Most of the history of Western literature (and probably much of non-Western literature, but I can’t speak to that) is adapted or appropriated from something else.  Homer wrote historyfic and Virgil wrote Homerfic and Dante wrote Virgilfic (where he makes himself a character and writes himself hanging out with Homer and Virgil and they’re like “OMG Dante you’re so cool.“  He was the original Gary Stu).  Milton wrote Bible fanfic, and everyone and their mom spent the Middle Ages writing King Arthur fanfic.  In the sixteenth century you and another dude could translate the same Petrarchan sonnet and somehow have it count as two separate poems, and no one gave a fuck.  Shakespeare doesn’t have a single original plot–although much of it would be more rightly termed RPF–and then John Fletcher and Mary Cowden Clarke and Gloria Naylor and Jane Smiley and Stephen Sondheim wrote Shakespeare fanfic.  Guys like Pope and Dryden took old narratives and rewrote them to make fun of people they didn’t like, because the eighteenth century was basically high school.  And Spenser!  Don’t even get me started on Spenser.

Here’s what fanfic authors/fans need to remember when anyone gives them shit: the idea that originality is somehow a good thing, an innately preferable thing, is a completely modern notion.  Until about three hundred years ago, a good writer, by and large, was someone who could take a tried-and-true story and make it even more awesome.  (If you want to sound fancy, the technical term is imitatio.)  People were like, why would I wanna read something about some dude I’ve never heard of?  There’s a new Sir Gawain story out, man!  (As to when and how that changed, I tend to blame Daniel Defoe, or the Modernists, or reality television, depending on my mood.)

I also find fanfic fascinating because it takes all the barriers that keep people from professional authorship–barriers that have weakened over the centuries but are nevertheless still very real–and blows right past them. Producing literature, much less circulating it, was something that was well nigh impossible for the vast majority of people for most of human history.  First you had to live in a culture where people thought it was acceptable for you to even want to be literate in the first place.  And then you had to find someone who could teach you how to read and write (the two didn’t necessarily go together).  And you needed sufficient leisure time to learn.  And be able to afford books, or at least be friends with someone rich enough to own books who would lend them to you.  Good writers are usually well-read and professional writing is a full-time job, so you needed a lot of books, and a lot of leisure time both for reading and writing.  And then you had to be in a high enough social position that someone would take you seriously and want to read your work–to have access to circulation/publication in addition to education and leisure time.  A very tiny percentage of the population fit those parameters (in England, which is the only place I can speak of with some authority, that meant from 500-1000 A.D.: monks; 1000-1500: aristocratic men and the very occasional aristocratic woman; 1500-1800: aristocratic men, some middle-class men, a few aristocratic women; 1800-on, some middle-class women as well).

* GIVEN INFORMATION *
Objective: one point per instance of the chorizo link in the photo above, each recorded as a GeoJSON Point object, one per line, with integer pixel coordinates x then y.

* STATED GOAL *
Please output the fanfic text above word for word, everything from "Here’s what fanfic" down to "on my mood.)".

* RESULT FOR THIS EXERCISE *
Here’s what fanfic authors/fans need to remember when anyone gives them shit: the idea that originality is somehow a good thing, an innately preferable thing, is a completely modern notion.  Until about three hundred years ago, a good writer, by and large, was someone who could take a tried-and-true story and make it even more awesome.  (If you want to sound fancy, the technical term is imitatio.)  People were like, why would I wanna read something about some dude I’ve never heard of?  There’s a new Sir Gawain story out, man!  (As to when and how that changed, I tend to blame Daniel Defoe, or the Modernists, or reality television, depending on my mood.)